Items.
◇ ◇ ◇ ◇ ◇ ◇ ◇
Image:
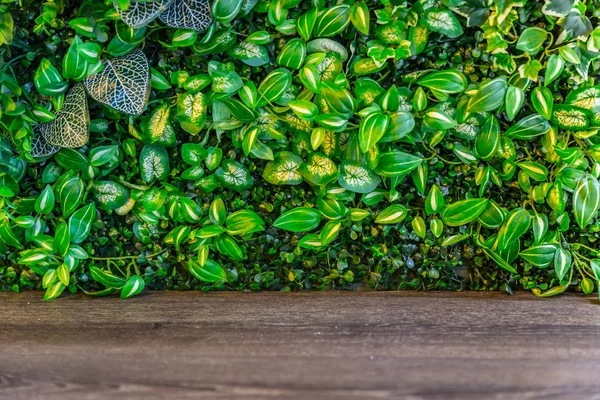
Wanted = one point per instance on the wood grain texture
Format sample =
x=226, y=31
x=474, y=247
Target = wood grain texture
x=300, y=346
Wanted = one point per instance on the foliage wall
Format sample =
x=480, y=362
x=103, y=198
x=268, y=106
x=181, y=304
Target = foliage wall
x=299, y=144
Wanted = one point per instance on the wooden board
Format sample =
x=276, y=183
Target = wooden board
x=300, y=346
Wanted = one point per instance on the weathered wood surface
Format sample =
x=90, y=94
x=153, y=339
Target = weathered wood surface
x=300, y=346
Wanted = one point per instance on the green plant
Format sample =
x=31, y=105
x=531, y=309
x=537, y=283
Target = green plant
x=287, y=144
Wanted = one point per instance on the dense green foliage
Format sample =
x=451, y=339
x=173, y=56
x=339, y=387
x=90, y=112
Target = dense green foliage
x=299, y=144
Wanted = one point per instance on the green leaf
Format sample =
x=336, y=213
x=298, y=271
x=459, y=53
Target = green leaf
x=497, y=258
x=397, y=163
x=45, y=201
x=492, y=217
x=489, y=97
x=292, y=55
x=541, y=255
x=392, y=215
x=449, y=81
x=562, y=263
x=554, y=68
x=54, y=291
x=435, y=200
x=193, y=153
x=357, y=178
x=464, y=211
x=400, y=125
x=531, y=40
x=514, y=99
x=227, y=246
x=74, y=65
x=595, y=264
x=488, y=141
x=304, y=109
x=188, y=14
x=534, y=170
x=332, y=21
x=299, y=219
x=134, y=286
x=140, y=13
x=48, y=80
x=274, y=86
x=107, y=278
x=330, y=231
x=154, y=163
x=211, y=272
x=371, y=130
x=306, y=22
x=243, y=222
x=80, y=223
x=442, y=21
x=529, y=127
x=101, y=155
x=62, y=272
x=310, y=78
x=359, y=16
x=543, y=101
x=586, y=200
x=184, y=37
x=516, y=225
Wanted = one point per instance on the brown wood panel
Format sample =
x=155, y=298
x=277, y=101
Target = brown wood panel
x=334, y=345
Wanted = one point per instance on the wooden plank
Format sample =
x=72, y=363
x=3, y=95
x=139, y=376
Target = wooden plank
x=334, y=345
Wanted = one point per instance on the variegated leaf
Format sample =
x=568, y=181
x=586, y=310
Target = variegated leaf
◇ ◇ ◇ ◇ ◇ ◇ ◇
Work required. Pull every line of the material above into your answer without changing a word, but leave out the pictures.

Result of the task.
Image:
Wanted = one point per instance on the wood grain texture
Format sample =
x=226, y=31
x=474, y=247
Target = wood grain texture
x=300, y=346
Wanted = one point per instance on the foliage wall
Format sample =
x=480, y=362
x=103, y=198
x=268, y=106
x=181, y=304
Target = foliage wall
x=299, y=144
Wanted = one point per instance on the wooden board
Format sample =
x=276, y=183
Target = wooden board
x=300, y=346
Wanted = one point per instance on the weathered wood surface
Format sample =
x=90, y=94
x=153, y=339
Target = weathered wood surface
x=300, y=346
Wanted = one point per instance on the green plant
Format sample =
x=31, y=105
x=531, y=309
x=537, y=283
Target = green plant
x=287, y=144
Wanted = one point per instance on the dense green foliage
Format sample =
x=451, y=339
x=173, y=56
x=339, y=387
x=90, y=112
Target = dense green foliage
x=299, y=144
Wanted = one point per instance on the green leaf
Format sample =
x=336, y=213
x=298, y=271
x=459, y=53
Target = green leaf
x=497, y=258
x=397, y=163
x=45, y=201
x=492, y=217
x=489, y=97
x=292, y=55
x=541, y=255
x=392, y=215
x=449, y=81
x=562, y=263
x=554, y=68
x=54, y=291
x=435, y=200
x=193, y=153
x=357, y=178
x=464, y=211
x=400, y=125
x=531, y=40
x=514, y=99
x=227, y=246
x=74, y=65
x=595, y=264
x=488, y=141
x=304, y=109
x=188, y=14
x=534, y=170
x=332, y=21
x=299, y=219
x=134, y=286
x=140, y=13
x=48, y=80
x=274, y=86
x=107, y=278
x=330, y=231
x=154, y=163
x=211, y=272
x=371, y=130
x=306, y=22
x=243, y=222
x=80, y=223
x=442, y=21
x=529, y=127
x=101, y=155
x=62, y=272
x=310, y=78
x=359, y=16
x=543, y=101
x=586, y=200
x=184, y=37
x=516, y=225
Wanted = one point per instance on the brown wood panel
Format sample =
x=155, y=298
x=277, y=101
Target = brown wood panel
x=334, y=345
Wanted = one point per instance on the wooden plank
Format sample =
x=72, y=363
x=3, y=95
x=139, y=376
Target = wooden plank
x=334, y=345
Wanted = one point per instance on the variegated leaf
Format sample =
x=568, y=181
x=586, y=310
Target = variegated leaf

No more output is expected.